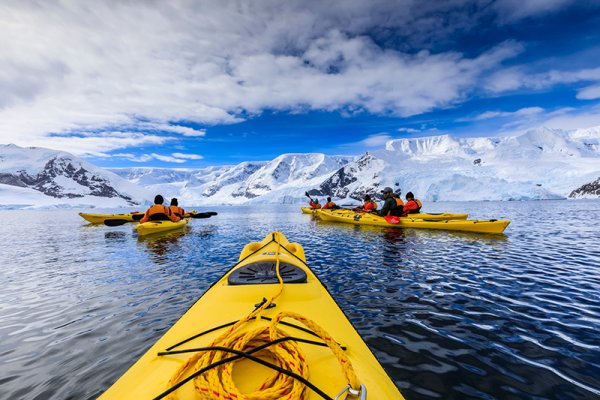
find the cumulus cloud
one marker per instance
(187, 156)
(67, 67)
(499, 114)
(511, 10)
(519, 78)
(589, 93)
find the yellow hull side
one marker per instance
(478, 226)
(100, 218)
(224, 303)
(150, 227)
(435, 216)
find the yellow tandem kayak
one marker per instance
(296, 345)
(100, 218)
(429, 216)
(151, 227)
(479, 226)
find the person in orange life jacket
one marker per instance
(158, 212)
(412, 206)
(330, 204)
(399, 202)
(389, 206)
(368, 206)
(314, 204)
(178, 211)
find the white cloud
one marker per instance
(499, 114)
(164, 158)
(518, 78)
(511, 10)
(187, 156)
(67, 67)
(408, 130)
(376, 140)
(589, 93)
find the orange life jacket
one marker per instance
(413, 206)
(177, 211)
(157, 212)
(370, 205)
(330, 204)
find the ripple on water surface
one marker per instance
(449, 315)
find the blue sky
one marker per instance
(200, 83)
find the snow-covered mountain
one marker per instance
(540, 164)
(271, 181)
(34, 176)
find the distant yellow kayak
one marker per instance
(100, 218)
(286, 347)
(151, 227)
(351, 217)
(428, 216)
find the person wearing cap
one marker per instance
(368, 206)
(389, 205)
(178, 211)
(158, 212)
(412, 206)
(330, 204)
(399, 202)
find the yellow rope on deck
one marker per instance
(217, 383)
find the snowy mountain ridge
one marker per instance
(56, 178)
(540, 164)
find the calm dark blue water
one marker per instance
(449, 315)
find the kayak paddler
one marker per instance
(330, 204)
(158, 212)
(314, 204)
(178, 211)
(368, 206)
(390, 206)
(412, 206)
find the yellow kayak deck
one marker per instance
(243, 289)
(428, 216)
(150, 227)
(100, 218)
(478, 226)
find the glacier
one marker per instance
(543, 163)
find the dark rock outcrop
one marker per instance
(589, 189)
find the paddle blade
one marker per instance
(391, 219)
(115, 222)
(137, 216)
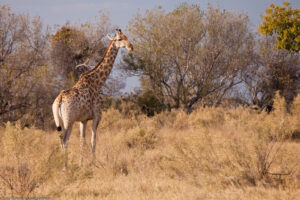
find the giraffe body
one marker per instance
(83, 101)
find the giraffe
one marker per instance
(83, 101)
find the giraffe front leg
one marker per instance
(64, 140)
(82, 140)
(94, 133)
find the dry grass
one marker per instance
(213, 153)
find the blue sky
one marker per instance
...
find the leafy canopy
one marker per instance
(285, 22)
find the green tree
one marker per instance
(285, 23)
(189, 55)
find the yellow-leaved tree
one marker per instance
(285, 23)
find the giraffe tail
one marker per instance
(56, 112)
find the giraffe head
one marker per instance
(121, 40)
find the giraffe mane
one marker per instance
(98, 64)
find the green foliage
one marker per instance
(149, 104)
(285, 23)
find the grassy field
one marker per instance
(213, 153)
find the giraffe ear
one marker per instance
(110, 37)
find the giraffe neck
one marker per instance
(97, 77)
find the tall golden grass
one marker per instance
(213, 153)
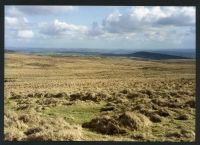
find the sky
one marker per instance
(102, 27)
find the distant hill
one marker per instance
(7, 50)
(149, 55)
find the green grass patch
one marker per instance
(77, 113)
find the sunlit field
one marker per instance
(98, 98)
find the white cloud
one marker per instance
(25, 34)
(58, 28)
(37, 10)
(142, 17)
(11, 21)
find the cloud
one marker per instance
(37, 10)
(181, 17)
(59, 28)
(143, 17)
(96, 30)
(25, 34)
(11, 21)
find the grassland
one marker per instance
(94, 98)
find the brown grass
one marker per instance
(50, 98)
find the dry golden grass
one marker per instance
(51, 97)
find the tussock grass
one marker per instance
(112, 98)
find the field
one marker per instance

YOUR INSTRUCTIONS:
Across the whole listing above, report each line that includes "golden".

WRITTEN ANSWER:
find the tall golden grass
find the dry golden grass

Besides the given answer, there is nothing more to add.